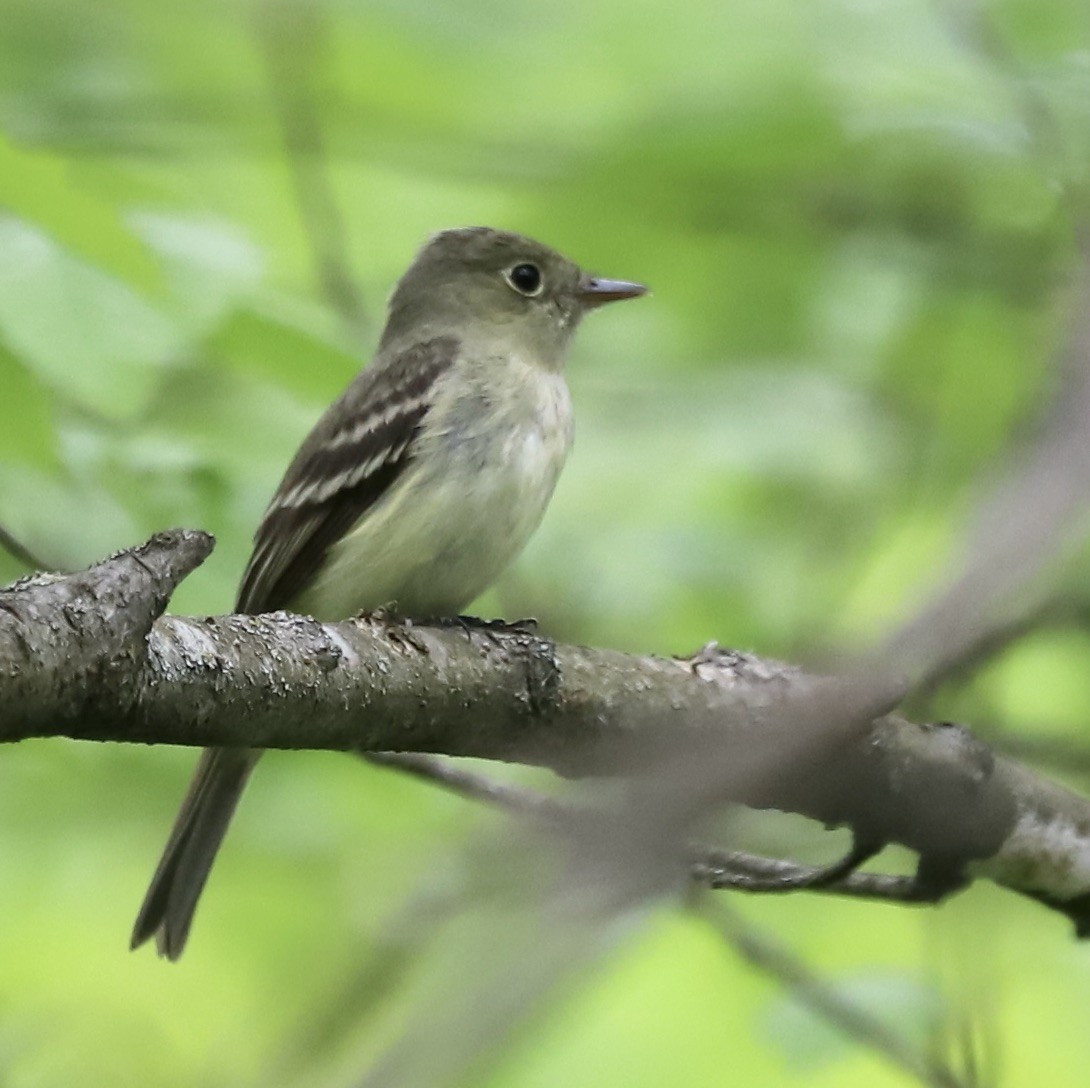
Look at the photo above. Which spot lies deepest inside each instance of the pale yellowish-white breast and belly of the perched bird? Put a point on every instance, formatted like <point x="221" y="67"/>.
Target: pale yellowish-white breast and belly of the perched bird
<point x="490" y="455"/>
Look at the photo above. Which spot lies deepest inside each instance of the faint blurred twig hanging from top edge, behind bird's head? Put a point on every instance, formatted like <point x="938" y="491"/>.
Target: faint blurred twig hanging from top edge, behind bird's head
<point x="294" y="39"/>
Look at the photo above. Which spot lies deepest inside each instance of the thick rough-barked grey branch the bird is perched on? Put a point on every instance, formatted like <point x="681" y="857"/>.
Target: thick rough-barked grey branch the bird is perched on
<point x="92" y="657"/>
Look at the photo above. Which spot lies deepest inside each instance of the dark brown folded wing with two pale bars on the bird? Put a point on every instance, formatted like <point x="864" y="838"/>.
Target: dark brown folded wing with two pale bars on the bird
<point x="352" y="458"/>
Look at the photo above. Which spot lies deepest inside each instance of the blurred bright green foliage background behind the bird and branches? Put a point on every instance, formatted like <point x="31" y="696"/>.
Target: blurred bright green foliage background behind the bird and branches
<point x="857" y="220"/>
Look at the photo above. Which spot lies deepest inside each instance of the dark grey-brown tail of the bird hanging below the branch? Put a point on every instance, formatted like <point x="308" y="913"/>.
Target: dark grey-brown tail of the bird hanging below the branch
<point x="199" y="830"/>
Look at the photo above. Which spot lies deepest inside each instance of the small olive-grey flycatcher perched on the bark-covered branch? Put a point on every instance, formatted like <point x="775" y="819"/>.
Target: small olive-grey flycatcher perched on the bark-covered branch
<point x="414" y="491"/>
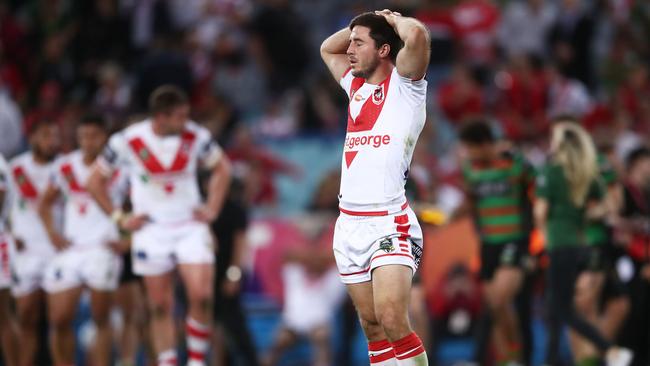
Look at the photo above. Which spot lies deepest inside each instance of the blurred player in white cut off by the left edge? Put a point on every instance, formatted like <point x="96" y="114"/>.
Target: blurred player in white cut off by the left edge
<point x="8" y="325"/>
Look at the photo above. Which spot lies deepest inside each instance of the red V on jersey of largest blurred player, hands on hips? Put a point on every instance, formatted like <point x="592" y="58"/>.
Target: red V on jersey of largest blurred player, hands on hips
<point x="152" y="163"/>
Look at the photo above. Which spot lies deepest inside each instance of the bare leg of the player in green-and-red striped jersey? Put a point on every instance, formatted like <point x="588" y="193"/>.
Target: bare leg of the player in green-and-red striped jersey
<point x="500" y="295"/>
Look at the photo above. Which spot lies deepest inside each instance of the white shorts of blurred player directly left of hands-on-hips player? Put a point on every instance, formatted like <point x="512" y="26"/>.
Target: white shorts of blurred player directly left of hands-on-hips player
<point x="98" y="268"/>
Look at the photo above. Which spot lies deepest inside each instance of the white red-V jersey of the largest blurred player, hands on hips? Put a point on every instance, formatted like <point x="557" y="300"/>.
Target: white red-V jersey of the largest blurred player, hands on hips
<point x="162" y="169"/>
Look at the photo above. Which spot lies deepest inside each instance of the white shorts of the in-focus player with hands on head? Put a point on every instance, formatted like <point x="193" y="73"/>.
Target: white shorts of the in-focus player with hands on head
<point x="363" y="243"/>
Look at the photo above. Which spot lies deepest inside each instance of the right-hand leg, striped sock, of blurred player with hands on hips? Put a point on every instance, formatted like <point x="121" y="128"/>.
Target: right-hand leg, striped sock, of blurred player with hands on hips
<point x="198" y="280"/>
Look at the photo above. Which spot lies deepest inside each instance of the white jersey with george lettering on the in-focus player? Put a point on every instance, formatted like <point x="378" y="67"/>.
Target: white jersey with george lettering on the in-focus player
<point x="384" y="122"/>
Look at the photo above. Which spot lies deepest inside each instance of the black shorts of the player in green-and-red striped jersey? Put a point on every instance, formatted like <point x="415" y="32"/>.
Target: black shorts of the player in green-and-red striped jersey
<point x="494" y="256"/>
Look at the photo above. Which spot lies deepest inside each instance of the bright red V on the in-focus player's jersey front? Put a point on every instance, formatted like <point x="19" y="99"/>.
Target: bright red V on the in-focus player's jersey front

== Brief ==
Spot every line in the entries that includes the word "front", and copy each one out.

== Solution to the exercise ==
Look at the photo above. Which spot lies deepest inside each instance of the bright red V on the in-focus player's jersey front? Put a point on every instance, formatted like <point x="19" y="99"/>.
Target: bright red V on the in-focus player's jersey front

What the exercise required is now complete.